# INFORMATION SUPPLIED:
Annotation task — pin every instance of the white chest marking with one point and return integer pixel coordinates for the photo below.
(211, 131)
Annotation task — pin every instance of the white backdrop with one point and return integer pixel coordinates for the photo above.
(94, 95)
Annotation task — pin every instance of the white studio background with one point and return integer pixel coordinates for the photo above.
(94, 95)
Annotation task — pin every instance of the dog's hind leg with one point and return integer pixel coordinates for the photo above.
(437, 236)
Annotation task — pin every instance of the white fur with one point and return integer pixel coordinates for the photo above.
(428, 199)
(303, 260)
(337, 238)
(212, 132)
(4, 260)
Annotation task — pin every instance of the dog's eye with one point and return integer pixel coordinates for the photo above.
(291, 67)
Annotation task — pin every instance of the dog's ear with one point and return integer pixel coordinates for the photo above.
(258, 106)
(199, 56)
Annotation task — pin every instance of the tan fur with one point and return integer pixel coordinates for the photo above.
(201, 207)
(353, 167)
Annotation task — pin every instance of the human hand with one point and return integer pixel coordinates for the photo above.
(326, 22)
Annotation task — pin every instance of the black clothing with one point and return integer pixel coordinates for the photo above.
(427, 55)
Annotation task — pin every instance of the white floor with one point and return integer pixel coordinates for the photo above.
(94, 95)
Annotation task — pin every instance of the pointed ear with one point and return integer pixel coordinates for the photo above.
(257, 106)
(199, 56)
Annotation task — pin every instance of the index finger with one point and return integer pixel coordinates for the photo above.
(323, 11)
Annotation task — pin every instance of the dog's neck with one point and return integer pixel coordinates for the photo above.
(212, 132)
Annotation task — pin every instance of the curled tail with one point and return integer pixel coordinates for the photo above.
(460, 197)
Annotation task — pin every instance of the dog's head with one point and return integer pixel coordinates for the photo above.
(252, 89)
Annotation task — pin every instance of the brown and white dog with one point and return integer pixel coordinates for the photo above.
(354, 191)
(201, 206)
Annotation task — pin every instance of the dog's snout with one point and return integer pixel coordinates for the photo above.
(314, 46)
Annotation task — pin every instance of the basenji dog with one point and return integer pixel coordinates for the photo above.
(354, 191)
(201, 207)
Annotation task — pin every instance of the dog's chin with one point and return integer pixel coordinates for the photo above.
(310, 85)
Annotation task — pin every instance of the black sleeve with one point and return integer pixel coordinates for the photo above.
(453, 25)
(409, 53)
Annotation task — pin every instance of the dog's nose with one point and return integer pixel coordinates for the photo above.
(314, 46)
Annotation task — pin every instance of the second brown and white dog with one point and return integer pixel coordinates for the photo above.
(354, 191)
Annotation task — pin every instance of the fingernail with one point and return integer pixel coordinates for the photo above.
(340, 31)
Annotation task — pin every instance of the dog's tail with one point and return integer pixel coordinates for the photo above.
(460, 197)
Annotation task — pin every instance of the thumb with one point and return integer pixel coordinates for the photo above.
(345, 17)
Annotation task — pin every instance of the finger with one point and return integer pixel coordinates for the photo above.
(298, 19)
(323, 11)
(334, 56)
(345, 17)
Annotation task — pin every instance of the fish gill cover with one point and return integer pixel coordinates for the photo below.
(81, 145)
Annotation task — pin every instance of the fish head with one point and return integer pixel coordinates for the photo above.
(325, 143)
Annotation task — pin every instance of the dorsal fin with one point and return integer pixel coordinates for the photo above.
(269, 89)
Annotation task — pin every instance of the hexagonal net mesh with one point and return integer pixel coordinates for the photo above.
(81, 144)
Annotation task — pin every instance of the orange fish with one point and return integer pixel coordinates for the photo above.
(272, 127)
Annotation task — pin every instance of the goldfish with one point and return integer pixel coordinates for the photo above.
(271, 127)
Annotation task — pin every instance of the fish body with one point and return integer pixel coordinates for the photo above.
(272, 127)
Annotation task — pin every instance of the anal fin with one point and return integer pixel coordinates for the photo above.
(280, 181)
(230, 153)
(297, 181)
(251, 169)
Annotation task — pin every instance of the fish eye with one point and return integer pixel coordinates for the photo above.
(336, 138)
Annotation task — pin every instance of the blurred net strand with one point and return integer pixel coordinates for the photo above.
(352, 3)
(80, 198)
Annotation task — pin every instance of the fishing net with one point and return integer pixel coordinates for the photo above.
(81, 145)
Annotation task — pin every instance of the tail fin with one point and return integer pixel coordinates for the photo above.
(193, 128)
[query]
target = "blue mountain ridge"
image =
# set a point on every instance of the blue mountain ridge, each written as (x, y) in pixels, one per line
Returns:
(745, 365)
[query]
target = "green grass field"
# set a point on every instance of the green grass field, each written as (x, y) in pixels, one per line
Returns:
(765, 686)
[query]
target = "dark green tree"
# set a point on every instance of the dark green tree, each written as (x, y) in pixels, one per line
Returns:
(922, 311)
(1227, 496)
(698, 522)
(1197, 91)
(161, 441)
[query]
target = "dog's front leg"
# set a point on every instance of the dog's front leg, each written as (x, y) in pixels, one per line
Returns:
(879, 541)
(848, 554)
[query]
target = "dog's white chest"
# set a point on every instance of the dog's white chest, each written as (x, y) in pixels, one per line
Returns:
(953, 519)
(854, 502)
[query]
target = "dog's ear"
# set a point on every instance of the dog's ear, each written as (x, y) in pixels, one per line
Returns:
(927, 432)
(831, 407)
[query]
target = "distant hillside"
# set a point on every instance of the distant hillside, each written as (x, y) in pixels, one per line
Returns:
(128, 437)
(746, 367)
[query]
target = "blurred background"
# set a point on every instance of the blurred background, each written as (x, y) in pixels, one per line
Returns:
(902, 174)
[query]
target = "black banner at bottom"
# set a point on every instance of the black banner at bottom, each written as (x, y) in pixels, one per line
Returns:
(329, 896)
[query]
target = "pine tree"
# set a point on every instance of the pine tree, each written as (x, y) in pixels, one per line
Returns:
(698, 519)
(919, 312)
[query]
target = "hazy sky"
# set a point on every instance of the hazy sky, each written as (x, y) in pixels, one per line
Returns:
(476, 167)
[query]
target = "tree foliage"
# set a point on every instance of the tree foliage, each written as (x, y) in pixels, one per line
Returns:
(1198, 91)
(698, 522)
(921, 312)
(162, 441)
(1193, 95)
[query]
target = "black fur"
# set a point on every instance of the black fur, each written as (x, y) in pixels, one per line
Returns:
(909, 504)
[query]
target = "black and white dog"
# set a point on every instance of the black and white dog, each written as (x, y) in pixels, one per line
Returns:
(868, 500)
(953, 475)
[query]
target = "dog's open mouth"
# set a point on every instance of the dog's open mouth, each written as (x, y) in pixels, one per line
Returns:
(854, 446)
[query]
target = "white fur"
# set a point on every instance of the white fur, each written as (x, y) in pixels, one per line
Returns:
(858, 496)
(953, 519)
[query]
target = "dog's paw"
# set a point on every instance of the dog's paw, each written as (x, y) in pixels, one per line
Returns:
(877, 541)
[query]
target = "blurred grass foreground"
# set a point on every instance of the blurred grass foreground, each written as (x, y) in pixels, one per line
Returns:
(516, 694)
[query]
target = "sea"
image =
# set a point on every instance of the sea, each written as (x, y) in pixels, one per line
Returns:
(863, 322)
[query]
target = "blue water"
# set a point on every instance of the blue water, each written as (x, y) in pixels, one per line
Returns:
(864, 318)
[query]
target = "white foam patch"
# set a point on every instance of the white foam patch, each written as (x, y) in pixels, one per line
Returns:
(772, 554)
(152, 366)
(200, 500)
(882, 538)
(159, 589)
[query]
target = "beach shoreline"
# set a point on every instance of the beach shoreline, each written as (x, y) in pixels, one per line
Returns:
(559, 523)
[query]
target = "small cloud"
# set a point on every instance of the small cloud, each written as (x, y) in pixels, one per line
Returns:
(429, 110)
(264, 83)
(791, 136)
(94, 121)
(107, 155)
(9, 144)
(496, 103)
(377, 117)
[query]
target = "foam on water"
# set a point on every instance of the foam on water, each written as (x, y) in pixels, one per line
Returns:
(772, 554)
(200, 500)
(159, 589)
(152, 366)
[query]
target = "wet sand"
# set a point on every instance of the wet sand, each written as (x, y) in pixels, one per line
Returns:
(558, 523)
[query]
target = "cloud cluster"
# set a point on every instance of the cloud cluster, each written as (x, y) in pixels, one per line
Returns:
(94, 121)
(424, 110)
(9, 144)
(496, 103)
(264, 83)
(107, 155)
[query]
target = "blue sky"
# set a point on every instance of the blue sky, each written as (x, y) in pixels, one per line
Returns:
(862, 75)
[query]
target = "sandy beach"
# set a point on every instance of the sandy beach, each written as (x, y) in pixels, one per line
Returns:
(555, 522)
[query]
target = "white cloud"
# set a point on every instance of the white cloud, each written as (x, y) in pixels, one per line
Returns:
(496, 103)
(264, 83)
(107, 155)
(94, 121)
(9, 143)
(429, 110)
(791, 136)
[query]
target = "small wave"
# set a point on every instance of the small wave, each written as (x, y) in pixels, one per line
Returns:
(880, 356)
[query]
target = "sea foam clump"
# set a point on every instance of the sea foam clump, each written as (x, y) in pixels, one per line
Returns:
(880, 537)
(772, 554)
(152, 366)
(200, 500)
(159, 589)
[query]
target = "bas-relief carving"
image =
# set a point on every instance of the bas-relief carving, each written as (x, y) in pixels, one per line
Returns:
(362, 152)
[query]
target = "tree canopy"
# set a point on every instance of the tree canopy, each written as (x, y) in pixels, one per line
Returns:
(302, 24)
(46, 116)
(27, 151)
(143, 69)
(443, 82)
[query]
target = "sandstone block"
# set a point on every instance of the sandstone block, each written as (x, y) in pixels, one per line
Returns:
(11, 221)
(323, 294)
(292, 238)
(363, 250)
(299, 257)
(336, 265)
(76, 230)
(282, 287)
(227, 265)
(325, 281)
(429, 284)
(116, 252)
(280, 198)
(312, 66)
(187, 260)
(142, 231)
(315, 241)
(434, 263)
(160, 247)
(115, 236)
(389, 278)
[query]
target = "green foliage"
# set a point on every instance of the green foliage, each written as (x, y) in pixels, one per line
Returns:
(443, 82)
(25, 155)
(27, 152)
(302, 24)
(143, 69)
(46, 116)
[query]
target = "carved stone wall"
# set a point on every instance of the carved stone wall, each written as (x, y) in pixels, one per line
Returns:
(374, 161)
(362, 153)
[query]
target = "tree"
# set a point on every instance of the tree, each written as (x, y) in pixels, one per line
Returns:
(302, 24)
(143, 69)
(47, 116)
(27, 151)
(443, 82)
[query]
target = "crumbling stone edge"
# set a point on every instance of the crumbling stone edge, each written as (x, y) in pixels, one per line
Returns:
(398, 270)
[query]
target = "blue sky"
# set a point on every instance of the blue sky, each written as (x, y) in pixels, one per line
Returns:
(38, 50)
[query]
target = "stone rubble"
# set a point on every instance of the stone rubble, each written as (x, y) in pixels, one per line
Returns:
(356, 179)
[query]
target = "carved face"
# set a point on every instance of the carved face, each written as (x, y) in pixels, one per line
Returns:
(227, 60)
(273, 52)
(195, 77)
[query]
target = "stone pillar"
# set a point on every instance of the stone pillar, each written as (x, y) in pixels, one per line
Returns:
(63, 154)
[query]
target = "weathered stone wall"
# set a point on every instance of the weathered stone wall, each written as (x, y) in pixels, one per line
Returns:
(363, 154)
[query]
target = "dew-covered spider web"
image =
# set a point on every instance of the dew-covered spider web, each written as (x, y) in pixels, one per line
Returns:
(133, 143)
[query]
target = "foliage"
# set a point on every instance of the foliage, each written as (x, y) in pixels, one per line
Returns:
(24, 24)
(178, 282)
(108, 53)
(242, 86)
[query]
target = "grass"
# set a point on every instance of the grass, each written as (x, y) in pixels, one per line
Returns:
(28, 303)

# EXERCISE INSTRUCTIONS:
Which lines of the records contain the word "sandstone", counting only matches with the same case? Report each such line in full.

# ANSWER TO THIS PROBLEM:
target = "sandstone block"
# set a point on every instance of the sandstone block, each written as (x, y) in pixels, one per line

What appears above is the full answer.